--- TASK STATEMENT ---
Please count the lines below that contain the string "ceiling", and reply with that number alone.

## START THE RECORDS

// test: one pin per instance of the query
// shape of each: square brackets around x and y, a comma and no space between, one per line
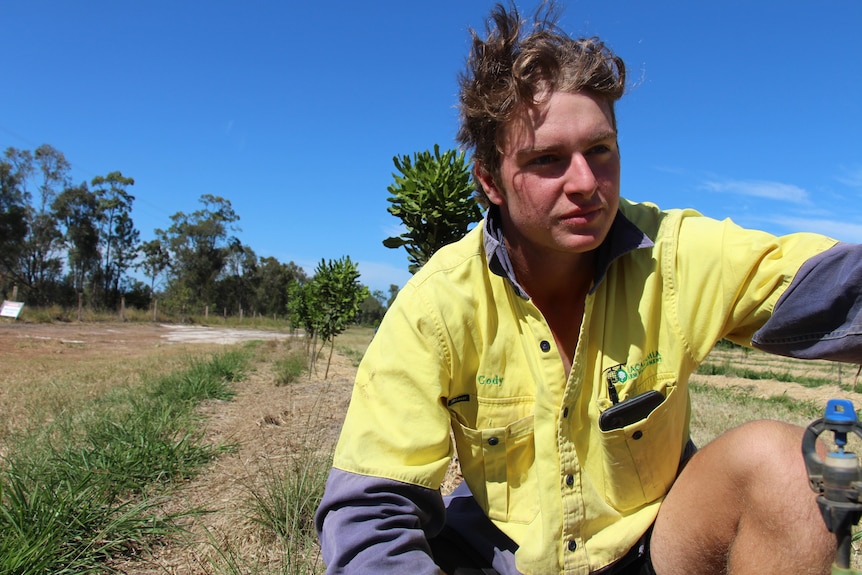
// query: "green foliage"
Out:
[328,304]
[433,198]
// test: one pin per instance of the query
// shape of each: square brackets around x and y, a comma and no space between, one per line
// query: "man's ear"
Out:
[488,184]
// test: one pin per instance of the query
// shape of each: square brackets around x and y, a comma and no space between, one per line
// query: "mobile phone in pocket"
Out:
[630,410]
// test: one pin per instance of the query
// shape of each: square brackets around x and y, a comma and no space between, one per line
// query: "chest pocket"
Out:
[498,465]
[640,461]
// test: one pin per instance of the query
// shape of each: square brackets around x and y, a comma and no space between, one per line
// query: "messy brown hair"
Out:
[515,66]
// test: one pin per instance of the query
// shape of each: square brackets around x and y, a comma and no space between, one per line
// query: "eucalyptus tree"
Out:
[198,244]
[37,264]
[77,210]
[154,260]
[272,281]
[13,224]
[118,238]
[434,198]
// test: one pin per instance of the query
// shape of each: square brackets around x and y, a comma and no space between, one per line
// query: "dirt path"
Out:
[266,422]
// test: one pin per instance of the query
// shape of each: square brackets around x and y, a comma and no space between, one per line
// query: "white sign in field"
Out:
[11,309]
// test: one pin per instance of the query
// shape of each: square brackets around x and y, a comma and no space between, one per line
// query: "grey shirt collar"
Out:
[623,237]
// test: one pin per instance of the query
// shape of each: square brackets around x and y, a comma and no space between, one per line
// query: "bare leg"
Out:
[742,506]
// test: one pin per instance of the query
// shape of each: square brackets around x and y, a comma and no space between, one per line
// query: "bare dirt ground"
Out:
[266,422]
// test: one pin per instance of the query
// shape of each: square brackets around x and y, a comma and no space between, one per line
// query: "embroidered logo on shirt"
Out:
[490,380]
[622,373]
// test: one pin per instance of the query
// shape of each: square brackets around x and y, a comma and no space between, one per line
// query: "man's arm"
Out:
[820,314]
[375,525]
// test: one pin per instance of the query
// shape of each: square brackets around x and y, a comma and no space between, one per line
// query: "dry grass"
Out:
[50,368]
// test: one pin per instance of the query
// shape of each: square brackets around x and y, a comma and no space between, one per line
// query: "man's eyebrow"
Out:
[532,150]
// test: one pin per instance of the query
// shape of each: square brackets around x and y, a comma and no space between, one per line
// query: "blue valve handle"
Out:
[837,479]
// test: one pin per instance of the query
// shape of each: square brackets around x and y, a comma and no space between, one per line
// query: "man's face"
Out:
[559,175]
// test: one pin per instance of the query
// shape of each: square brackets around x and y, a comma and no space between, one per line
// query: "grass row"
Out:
[85,489]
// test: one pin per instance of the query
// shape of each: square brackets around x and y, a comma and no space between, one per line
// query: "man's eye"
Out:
[599,149]
[543,160]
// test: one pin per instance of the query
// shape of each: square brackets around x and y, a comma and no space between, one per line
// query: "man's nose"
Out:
[579,177]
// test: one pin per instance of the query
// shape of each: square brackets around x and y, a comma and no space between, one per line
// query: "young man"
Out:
[526,338]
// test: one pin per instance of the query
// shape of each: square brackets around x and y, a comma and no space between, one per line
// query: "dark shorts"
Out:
[470,544]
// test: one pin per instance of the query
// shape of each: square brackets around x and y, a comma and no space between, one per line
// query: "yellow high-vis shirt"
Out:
[460,349]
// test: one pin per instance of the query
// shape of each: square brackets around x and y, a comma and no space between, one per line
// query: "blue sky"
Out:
[294,111]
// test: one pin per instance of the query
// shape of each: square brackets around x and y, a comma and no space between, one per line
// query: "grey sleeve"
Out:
[820,314]
[374,525]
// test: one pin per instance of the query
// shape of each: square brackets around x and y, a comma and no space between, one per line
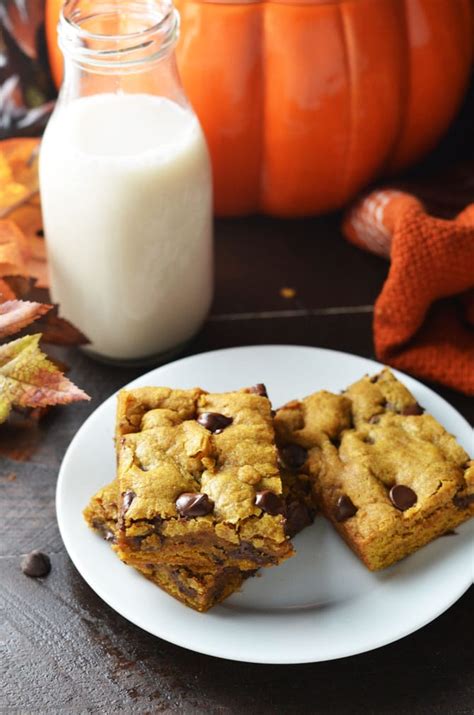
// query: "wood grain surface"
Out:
[64,650]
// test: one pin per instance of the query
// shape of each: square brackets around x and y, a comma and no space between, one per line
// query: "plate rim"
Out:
[137,621]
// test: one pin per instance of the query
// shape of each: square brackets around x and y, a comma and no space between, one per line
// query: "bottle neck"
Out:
[119,46]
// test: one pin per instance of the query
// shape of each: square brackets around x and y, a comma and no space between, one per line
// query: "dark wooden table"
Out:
[66,651]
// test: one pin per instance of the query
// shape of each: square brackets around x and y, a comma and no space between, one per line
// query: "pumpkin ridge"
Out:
[405,76]
[351,102]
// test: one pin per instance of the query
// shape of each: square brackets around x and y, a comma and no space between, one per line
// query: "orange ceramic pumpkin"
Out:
[304,103]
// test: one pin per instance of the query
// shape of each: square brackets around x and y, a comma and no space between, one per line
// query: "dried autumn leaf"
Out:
[29,221]
[29,379]
[18,172]
[12,287]
[17,314]
[6,291]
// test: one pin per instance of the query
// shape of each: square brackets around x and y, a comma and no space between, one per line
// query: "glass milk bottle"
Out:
[126,184]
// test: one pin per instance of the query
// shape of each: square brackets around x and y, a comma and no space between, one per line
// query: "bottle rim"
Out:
[117,50]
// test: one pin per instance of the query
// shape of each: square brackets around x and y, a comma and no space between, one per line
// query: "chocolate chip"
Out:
[36,564]
[269,502]
[463,501]
[135,542]
[259,389]
[415,409]
[293,456]
[298,516]
[344,508]
[127,498]
[402,497]
[191,504]
[214,422]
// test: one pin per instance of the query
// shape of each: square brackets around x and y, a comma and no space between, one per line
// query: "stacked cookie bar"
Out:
[199,502]
[211,487]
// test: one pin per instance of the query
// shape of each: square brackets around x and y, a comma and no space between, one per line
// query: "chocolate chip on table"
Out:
[402,497]
[344,508]
[214,421]
[293,457]
[297,517]
[191,504]
[127,498]
[269,502]
[259,389]
[36,564]
[415,409]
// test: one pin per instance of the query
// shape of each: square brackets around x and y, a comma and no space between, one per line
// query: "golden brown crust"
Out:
[164,452]
[362,465]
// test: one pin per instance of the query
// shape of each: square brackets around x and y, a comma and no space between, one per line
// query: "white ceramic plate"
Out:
[320,605]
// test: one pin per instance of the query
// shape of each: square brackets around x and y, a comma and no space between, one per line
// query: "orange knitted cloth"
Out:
[424,316]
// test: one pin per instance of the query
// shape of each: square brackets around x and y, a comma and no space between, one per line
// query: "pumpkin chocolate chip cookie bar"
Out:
[197,589]
[386,474]
[199,480]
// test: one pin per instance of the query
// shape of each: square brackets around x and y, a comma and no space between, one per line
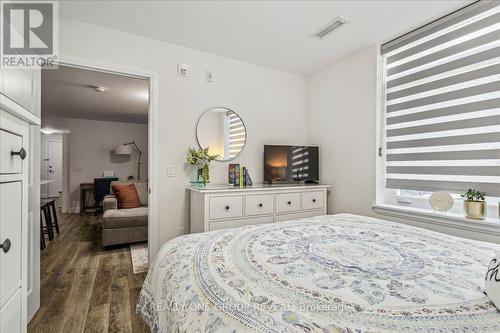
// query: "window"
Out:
[442,105]
[237,134]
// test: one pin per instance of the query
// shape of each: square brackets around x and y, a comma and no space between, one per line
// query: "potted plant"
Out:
[474,204]
[200,158]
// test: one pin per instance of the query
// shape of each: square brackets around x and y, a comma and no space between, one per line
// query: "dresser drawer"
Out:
[10,142]
[259,204]
[312,200]
[10,314]
[287,202]
[240,223]
[10,232]
[226,207]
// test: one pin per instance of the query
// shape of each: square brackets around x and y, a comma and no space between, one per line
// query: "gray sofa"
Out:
[123,226]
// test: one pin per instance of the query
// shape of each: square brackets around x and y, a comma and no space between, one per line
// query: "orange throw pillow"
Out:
[126,195]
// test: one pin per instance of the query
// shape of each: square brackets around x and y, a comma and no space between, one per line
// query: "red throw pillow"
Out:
[126,195]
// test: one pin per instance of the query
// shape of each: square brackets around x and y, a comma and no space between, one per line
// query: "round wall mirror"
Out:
[223,131]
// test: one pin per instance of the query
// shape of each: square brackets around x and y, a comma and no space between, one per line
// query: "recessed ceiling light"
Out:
[99,89]
[333,25]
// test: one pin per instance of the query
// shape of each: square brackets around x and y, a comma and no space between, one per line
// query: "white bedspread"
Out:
[340,273]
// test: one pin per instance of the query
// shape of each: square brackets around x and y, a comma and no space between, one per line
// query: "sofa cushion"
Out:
[127,196]
[142,190]
[123,218]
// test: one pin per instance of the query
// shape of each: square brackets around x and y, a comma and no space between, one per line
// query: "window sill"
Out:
[490,226]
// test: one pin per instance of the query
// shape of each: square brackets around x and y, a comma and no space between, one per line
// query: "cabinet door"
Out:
[19,85]
[287,202]
[10,237]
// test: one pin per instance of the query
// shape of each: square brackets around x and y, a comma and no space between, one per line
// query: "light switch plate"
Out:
[182,70]
[210,76]
[170,170]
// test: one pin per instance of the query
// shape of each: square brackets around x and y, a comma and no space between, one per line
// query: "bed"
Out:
[334,273]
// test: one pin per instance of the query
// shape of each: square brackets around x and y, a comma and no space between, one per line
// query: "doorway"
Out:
[51,173]
[152,135]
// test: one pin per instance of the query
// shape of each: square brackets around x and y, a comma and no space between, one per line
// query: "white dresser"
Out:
[19,224]
[214,207]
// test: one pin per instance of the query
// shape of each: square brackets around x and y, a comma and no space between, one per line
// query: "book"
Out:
[237,175]
[231,174]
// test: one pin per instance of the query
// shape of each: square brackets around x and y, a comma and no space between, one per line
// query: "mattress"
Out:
[334,273]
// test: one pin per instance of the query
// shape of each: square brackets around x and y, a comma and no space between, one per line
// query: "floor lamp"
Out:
[127,149]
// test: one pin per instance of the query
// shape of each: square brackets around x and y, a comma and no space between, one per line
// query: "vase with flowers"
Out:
[200,158]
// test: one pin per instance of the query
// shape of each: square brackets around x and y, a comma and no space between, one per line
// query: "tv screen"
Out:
[291,163]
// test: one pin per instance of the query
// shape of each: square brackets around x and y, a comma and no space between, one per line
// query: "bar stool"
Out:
[50,213]
[52,207]
[46,229]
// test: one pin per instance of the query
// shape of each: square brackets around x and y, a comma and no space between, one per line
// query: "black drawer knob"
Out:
[21,153]
[5,246]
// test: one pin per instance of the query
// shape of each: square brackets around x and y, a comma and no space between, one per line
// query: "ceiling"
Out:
[68,92]
[275,34]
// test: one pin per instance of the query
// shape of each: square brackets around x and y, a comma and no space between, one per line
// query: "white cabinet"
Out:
[288,202]
[312,200]
[259,204]
[10,238]
[14,180]
[226,207]
[220,207]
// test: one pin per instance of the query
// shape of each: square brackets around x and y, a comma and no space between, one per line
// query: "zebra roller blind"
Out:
[442,94]
[237,134]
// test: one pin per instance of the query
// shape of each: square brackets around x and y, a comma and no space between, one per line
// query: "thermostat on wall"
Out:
[182,70]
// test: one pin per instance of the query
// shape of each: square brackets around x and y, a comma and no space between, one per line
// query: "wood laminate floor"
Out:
[83,287]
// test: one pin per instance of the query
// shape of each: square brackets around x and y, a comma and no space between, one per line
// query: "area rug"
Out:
[139,254]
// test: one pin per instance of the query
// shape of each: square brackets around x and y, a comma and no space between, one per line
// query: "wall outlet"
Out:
[182,70]
[170,170]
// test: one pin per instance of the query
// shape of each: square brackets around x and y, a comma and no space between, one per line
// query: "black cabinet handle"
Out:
[21,153]
[5,246]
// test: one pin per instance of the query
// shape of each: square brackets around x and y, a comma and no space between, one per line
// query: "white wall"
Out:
[341,119]
[43,165]
[271,103]
[91,151]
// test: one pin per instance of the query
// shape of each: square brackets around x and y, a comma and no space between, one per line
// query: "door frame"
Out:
[153,158]
[47,152]
[153,131]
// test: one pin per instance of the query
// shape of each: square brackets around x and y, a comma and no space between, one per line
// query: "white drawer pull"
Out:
[5,246]
[21,153]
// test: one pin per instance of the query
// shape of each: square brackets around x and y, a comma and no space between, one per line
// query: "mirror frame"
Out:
[228,109]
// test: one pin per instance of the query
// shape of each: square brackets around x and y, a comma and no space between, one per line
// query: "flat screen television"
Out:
[291,164]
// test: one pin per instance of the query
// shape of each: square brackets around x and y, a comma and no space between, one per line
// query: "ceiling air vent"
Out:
[330,27]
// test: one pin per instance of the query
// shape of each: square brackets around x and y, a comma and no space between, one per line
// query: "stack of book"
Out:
[238,176]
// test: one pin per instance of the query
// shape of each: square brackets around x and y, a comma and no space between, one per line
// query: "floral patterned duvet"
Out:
[338,273]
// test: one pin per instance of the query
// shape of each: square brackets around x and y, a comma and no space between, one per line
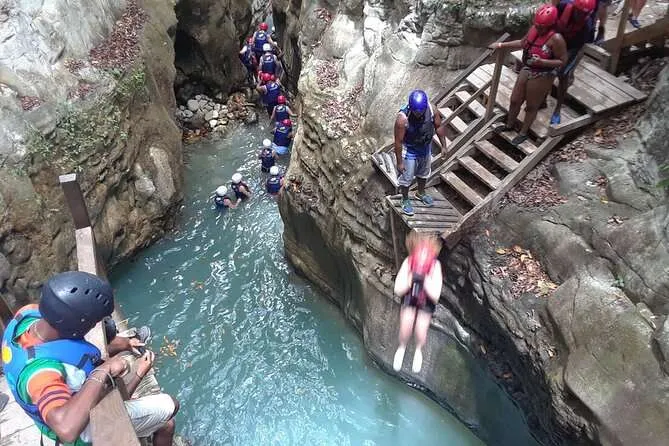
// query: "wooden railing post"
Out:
[497,73]
[110,423]
[616,47]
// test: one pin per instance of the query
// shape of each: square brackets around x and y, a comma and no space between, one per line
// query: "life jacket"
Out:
[281,135]
[273,92]
[236,187]
[566,26]
[273,184]
[281,113]
[220,201]
[247,57]
[80,354]
[536,45]
[268,64]
[259,39]
[418,135]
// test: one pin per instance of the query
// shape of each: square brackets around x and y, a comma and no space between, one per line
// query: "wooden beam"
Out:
[616,44]
[494,84]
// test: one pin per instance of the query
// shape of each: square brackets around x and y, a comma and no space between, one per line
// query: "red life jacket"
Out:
[566,26]
[536,45]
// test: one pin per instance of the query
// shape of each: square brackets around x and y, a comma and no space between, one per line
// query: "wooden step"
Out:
[475,106]
[479,172]
[527,147]
[462,188]
[457,123]
[501,158]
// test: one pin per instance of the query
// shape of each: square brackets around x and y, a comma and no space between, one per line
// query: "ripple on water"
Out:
[262,359]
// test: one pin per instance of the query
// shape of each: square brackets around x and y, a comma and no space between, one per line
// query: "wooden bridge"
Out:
[481,164]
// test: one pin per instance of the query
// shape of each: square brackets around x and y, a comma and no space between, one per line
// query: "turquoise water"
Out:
[262,358]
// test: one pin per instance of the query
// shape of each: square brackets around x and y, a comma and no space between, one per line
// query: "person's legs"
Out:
[421,327]
[405,180]
[407,317]
[517,98]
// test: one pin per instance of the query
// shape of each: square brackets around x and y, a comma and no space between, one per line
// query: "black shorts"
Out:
[410,301]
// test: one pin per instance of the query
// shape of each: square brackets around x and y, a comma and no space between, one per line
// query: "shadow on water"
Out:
[260,358]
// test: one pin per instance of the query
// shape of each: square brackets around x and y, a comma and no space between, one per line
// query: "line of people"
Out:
[552,47]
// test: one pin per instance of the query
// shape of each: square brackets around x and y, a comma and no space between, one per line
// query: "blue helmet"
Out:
[418,101]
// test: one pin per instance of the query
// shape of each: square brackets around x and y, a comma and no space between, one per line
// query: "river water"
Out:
[255,355]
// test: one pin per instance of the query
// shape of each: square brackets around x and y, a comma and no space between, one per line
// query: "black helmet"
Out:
[74,301]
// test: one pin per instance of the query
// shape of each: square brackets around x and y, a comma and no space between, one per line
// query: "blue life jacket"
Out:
[259,39]
[266,158]
[281,137]
[273,184]
[281,113]
[268,64]
[236,189]
[418,135]
[220,201]
[77,353]
[273,93]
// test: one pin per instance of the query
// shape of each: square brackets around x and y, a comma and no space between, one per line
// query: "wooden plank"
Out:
[494,85]
[472,103]
[614,81]
[499,157]
[455,121]
[616,44]
[480,172]
[110,423]
[462,188]
[463,75]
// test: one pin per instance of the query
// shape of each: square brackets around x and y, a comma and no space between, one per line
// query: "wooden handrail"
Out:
[470,69]
[110,423]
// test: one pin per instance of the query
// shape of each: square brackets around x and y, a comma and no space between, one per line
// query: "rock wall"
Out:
[209,36]
[564,367]
[86,87]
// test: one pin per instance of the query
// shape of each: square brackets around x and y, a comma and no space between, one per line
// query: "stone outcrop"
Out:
[85,86]
[585,365]
[209,35]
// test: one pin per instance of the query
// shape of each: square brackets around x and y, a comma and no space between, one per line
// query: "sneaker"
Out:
[417,361]
[399,358]
[425,198]
[555,119]
[407,209]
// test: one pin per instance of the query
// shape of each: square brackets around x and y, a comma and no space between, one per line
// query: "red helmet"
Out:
[586,6]
[547,15]
[422,258]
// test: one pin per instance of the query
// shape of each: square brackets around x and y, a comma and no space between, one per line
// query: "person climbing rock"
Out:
[281,111]
[268,61]
[575,24]
[267,156]
[544,52]
[418,284]
[275,181]
[283,137]
[239,187]
[260,38]
[249,61]
[270,92]
[57,377]
[222,200]
[415,126]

## END THE RECORDS

--- COMPLETE OUTPUT ---
3